━━ Text shown
Yes the OT canon, not the Biblical canon.


----------



## MW (Sep 28, 2007)

Daniel Ritchie said:


> > If Scripture testifies to something which will happen beyond itself, the fulfilment must necessarily take place after the close of the canon. However one interprets Daniel from the evangelical perspective, there are historical fulfilments which must have taken place after the close of the OT canon, and which the people of Daniel's time could not have identified.
> 
> 
> 
> Yes the OT canon, not the Biblical canon.



This still defeats your hermeneutical rule that the people to whom the writing was directed should have been able to identify that to which it was referring. But even if we broaden this rule to include the biblical canon, this extended corpus does not tell us what is meant by some of the symbols employed in Daniel's visions. So we are left to identify what is meant by the "south" and the "north," etc.


----------



## Reformed Covenanter (Sep 28, 2007)
━━━━
━━ Data provided
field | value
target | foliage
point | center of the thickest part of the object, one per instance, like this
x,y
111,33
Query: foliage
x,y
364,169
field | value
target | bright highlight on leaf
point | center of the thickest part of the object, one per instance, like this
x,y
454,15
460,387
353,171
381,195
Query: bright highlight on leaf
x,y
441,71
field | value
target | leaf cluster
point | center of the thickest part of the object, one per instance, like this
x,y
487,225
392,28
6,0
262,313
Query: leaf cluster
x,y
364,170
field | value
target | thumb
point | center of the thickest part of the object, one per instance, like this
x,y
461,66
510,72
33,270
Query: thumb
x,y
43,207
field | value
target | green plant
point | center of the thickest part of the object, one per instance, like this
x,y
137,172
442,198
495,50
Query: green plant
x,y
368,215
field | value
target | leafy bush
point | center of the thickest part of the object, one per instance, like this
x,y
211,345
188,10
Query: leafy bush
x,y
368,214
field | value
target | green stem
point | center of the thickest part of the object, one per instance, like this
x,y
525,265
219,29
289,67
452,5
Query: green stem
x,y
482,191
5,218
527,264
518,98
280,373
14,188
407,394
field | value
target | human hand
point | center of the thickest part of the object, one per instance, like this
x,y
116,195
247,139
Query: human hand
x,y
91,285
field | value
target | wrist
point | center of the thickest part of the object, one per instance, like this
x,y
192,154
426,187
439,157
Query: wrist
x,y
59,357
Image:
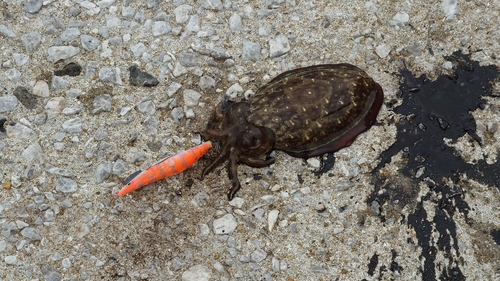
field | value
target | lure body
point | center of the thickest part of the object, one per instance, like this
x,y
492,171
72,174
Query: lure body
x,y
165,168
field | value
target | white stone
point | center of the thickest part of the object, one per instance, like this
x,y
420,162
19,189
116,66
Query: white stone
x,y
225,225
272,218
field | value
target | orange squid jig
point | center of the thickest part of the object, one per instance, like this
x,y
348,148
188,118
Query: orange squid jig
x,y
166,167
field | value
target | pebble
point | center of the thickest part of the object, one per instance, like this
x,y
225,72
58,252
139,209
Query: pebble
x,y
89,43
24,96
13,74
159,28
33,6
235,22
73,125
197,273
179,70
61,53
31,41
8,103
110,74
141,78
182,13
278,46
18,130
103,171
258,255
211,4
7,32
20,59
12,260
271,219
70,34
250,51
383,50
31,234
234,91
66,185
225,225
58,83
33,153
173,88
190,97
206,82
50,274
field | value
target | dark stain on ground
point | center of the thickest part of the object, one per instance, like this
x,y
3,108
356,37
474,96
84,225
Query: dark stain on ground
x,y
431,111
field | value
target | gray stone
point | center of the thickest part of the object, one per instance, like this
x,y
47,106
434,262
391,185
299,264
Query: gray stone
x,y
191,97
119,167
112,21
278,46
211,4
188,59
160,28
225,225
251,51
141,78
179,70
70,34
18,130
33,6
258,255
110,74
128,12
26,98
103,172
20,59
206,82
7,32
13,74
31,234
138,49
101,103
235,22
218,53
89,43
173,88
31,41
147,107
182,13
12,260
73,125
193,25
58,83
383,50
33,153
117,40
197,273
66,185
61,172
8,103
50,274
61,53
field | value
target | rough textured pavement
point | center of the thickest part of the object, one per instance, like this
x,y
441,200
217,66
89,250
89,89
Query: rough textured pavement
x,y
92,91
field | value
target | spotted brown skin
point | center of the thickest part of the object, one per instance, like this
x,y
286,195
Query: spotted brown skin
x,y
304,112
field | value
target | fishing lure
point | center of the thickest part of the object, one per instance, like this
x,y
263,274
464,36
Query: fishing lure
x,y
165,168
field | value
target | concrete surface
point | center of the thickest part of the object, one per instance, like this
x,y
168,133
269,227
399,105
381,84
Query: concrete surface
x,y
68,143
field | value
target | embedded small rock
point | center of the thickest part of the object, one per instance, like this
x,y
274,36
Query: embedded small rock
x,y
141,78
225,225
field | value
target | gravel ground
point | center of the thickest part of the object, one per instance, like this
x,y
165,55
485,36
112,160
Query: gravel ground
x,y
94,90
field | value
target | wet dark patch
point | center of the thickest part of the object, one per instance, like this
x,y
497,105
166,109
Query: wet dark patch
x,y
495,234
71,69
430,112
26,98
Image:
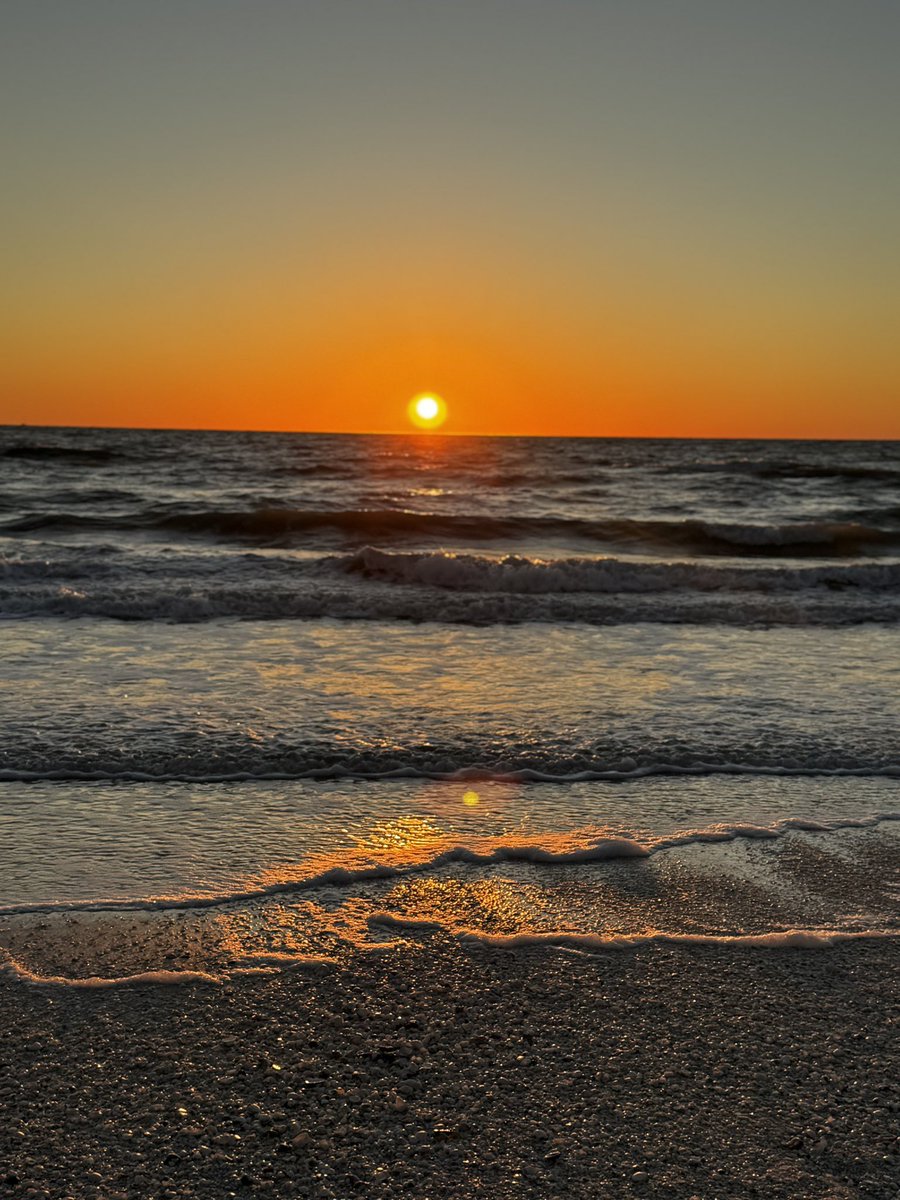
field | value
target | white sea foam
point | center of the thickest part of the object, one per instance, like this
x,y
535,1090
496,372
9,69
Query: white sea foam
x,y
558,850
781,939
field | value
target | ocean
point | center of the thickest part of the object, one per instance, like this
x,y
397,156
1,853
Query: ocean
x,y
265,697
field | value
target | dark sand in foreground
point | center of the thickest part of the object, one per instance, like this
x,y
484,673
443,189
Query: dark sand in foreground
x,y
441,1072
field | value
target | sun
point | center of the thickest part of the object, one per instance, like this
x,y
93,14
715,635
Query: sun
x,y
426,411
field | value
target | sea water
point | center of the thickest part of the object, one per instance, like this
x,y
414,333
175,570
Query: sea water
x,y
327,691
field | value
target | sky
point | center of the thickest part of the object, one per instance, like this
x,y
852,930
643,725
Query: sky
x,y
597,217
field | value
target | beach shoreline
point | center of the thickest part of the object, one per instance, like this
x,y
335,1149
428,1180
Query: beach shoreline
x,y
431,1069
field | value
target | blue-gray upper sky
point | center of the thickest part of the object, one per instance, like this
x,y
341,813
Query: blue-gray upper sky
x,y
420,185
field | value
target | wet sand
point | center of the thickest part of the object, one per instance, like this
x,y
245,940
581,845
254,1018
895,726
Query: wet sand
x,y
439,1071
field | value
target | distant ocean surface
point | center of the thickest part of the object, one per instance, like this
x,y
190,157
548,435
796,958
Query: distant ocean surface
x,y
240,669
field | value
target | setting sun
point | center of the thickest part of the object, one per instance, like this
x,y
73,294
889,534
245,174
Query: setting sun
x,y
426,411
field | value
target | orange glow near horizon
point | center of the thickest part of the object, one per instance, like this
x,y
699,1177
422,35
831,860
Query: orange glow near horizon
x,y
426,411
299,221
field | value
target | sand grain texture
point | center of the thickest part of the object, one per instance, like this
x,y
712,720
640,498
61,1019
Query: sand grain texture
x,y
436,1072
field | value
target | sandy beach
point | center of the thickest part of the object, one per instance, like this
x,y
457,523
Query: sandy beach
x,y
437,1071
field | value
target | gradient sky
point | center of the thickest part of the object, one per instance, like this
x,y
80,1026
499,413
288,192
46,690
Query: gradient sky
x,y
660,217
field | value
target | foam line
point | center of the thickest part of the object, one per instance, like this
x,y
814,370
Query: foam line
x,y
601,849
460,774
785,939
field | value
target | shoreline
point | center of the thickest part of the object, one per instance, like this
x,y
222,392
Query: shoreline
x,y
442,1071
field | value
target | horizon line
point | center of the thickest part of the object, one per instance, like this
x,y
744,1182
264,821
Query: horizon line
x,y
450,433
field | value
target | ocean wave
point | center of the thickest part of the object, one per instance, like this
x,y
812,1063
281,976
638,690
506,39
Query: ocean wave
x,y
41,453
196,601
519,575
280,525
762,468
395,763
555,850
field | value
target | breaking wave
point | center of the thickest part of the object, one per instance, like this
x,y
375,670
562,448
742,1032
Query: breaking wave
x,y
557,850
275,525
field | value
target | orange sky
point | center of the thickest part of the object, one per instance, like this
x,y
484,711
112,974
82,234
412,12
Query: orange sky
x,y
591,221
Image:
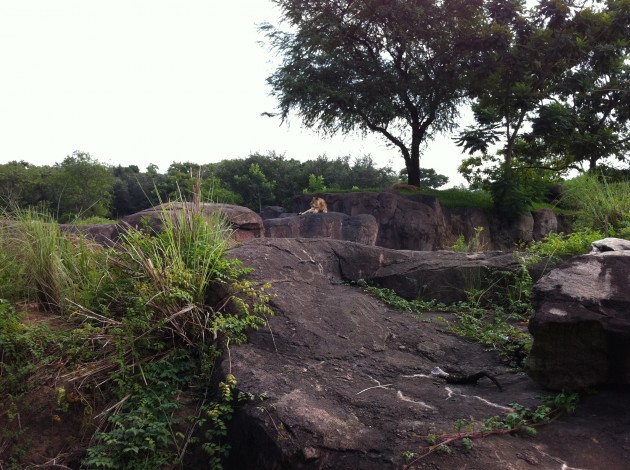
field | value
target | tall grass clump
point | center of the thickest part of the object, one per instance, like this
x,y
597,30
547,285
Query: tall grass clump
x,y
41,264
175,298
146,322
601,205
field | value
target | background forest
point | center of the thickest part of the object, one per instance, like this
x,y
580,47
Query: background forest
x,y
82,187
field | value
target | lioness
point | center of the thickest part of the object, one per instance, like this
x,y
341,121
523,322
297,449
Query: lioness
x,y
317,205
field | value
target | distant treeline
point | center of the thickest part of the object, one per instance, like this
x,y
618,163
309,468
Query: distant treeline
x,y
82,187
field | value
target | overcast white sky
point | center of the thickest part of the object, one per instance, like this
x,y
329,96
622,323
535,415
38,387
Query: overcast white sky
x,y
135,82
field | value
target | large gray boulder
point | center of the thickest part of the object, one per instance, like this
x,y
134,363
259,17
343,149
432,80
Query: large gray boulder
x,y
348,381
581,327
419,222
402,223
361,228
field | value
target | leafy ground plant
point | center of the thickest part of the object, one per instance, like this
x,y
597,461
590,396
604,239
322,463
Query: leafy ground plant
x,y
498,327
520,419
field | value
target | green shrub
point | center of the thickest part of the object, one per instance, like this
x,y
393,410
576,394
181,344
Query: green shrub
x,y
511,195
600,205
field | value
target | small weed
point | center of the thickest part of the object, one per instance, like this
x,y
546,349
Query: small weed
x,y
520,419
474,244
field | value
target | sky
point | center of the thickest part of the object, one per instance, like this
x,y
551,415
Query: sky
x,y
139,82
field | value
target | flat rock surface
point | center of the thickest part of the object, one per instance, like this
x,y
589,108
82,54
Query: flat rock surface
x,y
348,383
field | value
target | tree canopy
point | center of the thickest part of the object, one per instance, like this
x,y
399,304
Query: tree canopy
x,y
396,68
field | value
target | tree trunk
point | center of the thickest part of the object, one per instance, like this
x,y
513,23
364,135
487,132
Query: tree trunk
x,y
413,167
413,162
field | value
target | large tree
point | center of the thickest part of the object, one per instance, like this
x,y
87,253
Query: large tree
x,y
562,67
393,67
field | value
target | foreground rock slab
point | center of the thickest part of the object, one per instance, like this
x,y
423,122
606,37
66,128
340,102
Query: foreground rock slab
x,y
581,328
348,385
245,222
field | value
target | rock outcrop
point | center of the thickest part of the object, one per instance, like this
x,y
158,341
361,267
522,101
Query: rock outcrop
━━━━
■ Task
Copy the forum thread again, starting at the words "## MW (Sep 28, 2007)" and stopping after "not have identified.", and switch "evangelical" to "Protestant".

■ Task response
## MW (Sep 28, 2007)

Daniel Ritchie said:


> > If Scripture testifies to something which will happen beyond itself, the fulfilment must necessarily take place after the close of the canon. However one interprets Daniel from the Protestant perspective, there are historical fulfilments which must have taken place after the close of the OT canon, and which the people of Daniel's time could not have identified.